### [DATASET EXTRACT]
■ ■ ■ ■
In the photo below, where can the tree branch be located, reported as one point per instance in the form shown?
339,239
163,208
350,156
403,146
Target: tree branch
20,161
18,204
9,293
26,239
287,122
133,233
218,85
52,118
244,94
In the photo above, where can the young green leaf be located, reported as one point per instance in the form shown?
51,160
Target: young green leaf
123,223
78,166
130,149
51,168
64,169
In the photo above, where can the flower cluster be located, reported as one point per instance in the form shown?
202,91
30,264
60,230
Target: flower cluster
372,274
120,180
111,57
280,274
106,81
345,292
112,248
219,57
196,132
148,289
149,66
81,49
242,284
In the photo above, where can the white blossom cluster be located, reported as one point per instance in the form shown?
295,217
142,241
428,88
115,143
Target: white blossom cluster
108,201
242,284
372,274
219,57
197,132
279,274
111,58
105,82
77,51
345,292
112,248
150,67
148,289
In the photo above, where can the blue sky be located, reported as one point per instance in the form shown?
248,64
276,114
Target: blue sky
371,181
■ ■ ■ ■
Can you rewrite all the rows above with "Target" changed to "Label" and nothing else altered?

In the photo below, where can the tree branch be located, reported as one point per instance in the form shown?
339,239
163,208
350,156
403,146
Label: tree branch
20,161
18,204
9,293
26,239
287,122
133,233
218,85
52,118
244,94
In the photo above, where can the young green leaf be located, reported as one point per instance in the form shown?
51,160
Label: young green leaf
123,223
78,166
130,149
51,168
64,169
In the photo above, where can the flower cluster be located, reported as one point per instance in the form shown?
202,91
30,264
60,230
Label: flower cluster
372,274
120,180
111,57
280,274
106,81
345,292
112,248
219,57
196,132
148,289
149,66
81,49
242,284
In the photo above, where can the white blossom cluster be located, reported as one point per instance in the form shown?
295,217
142,241
428,88
115,143
Label: white blossom cluster
108,201
242,284
372,274
219,57
197,132
279,274
111,58
105,82
77,51
345,292
112,248
150,67
148,289
In the photo above, where can the blue sky be located, reported as one point per instance in the form shown?
248,64
276,114
Label: blue sky
371,181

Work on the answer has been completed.